* JOB: Continue the catalog entry describing the courtship scene of a horseman and a woman in a Navajo chief's blanket, beginning after its last sentence.

14 COURTSHIP, MAN. A man on a gray-and-white pinto horse. He wears a German or nickel-silver hairplate ornament and red-cloth wrapped braids. His outstretched arms show details of his gray cloth shirt with undyed selvedges running lengthwise from each shoulder to create stripes, and red leggings with a white stripe (undyed selvedge of the Stroud trade cloth). His breechclout is blue with white edges. The horse wears a silver or German silver headstall (see plate 8). The woman, on foot facing the horseman, wears a second-phase Navajo chief's blanket. Her leggings are gray with a vertical white stripe where undyed selvedges were sewn together to create the design. Her dress panels showing beneath the blanket are also gray with white edges. Her leggings and dress tabs match the man's shirt. She wears braids, and one is visible resting on her shoulder. The formal dress and pose suggest courtship (see Plate 8 for further discussion). See plate 1 for further discussion of courtship conventions.

* STORED ROWS:

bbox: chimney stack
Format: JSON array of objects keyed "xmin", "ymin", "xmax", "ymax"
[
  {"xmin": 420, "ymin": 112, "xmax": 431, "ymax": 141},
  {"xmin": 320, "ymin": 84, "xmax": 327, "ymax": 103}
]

* REPLY:
The man is in the active position in the drawing; Candace Greene describes the syntax of Cheyenne ledger art as moving, most often, from the dominant right-hand side to the left-hand side, described in her article "Structure and Meaning in Cheyenne Ledger Art" (Plains Indian Drawings 1865-1935, ed. Janet Catherine Berlo, New York: Abrams, 1996: 34-9). In her dissertation, she explains the typical bilateral composition of "the majority of Cheyenne pictures" (1985: 67). The two elements contrast: Cheyenne/ enemy; victor/vanquished; hunter/prey; man/woman (Greene 1985: 67-73). Another characteristic of this highly connotative sign system is simultaneity: "Every figure fills a number of categories simultaneously (male, Cheyenne, warrior, shield bearer, etc.), and our attention is brought to bear upon a particular one only by contrast with the other figure in the picture" (Greene, 1985: 67). This principle is evident in all the drawings, especially those with suitor/hunter/warrior figures to the right.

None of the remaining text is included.